EXCERPT PROVIDED:
Chris Tanev cost just $4.5 million against the Calgary Flames’ salary cap during the 2020–21 season. His play was worth a lot more.
Tanev seamlessly replaced the departed TJ Brodie in his first go-round with the Flames, logging nearly 22 minutes per game while posting some of the best defensive results in the entire NHL.
He formed a rock-solid pair with Noah Hanifin and maintained his excellent play even as he dealt with multiple injuries near the season’s conclusion. (Why Tanev continued to play through such ailments during the largely meaningless stretch run of a lost year is anybody’s guess).
When pen met paper on his deal last October, some writers (this one included) cast doubt on Tanev’s ability to match Brodie’s contributions while continuing to be a positive asset for the duration of the four-year term.
Less than a year later, Tanev has clearly displayed his capability as one of the league’s most effective shutdown defensemen. It can sometimes be difficult for players to leave systems within which they have operated for their entire careers, but Tanev appeared to transition seamlessly to the Flames from the Vancouver Canucks.
The 31-year-old defenseman has three years left on his contract and it remains to be seen whether he can replicate his performance from 2020–21 in the coming seasons. For now, let’s take a closer look at what exactly made Tanev so effective this past year.
Tanev was never drafted into the NHL. He debuted with the Canucks as a 21-year-old during their memorable 2010–11 campaign, appearing in 29 regular-season games and six in the playoffs to help Vancouver reach the Stanley Cup Final.
Almost immediately, Tanev emerged as a terrific defensive defenseman for the Canucks. He amassed 44.8 defensive expected goals above replacement at even-strength (EVD xGAR) in his first nine seasons with Vancouver, never contributing fewer than 2.8 EVD xGAR in any one of those years (according to Evolving-Hockey).

SUPPLIED DATA:
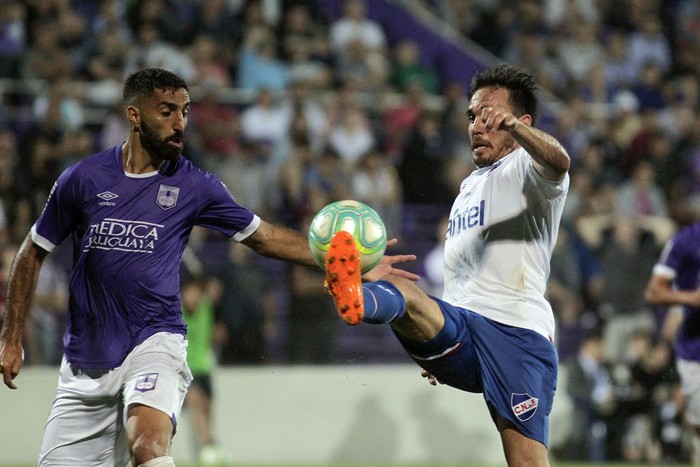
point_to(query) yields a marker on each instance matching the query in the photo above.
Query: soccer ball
(360, 220)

REQUIRED WORK:
- A) Translate this sentence from the Chris Tanev article into Spanish: "Tanev was never drafted into the NHL."
- B) According to the Chris Tanev article, how many regular-season games did Tanev play for the Canucks in his debut 2010–11 season?
- C) Transcribe the Chris Tanev article starting with "Tanev was never" and going on through "Stanley Cup Final.".

OUTPUTS:
- A) Tanev nunca fue seleccionado en el draft de la NHL.

- B) He played 29 regular-season games.

- C)
Tanev was never drafted into the NHL. He debuted with the Canucks as a 21-year-old during their memorable 2010–11 campaign, appearing in 29 regular-season games and six in the playoffs to help Vancouver reach the Stanley Cup Final.